[What this task involves] Return word for word the lines of the items below, from the line that contains "blue shorts, formatted" through the end of the items, inclusive.

** Start Supplied data **

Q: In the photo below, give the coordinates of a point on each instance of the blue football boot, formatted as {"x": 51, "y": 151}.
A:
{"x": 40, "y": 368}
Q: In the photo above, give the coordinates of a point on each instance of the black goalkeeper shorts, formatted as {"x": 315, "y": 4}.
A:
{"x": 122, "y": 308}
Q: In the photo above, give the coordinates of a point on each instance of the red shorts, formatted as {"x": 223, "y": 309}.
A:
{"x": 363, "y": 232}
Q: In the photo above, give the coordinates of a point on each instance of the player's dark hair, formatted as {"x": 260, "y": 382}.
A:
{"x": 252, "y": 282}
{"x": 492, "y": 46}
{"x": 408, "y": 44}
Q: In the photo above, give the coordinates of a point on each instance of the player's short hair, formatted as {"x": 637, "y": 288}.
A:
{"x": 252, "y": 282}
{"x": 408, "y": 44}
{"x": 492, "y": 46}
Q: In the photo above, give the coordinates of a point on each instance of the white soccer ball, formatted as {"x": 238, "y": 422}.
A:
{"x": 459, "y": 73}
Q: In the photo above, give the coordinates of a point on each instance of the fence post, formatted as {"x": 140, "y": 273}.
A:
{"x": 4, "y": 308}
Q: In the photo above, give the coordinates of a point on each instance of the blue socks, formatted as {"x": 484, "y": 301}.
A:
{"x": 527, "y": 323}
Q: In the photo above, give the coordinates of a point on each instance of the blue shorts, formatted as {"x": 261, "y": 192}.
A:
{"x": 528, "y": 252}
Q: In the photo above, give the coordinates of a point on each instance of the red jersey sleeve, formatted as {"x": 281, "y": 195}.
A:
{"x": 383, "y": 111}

** End Supplied data **

[Worked solution]
Q: In the photo above, give the coordinates of a point on each instance of the blue shorts, formatted as {"x": 261, "y": 192}.
A:
{"x": 528, "y": 252}
Q: In the photo above, give the coordinates of a point on each instance of the red jersey sleeve, formatted as {"x": 281, "y": 195}.
A:
{"x": 383, "y": 111}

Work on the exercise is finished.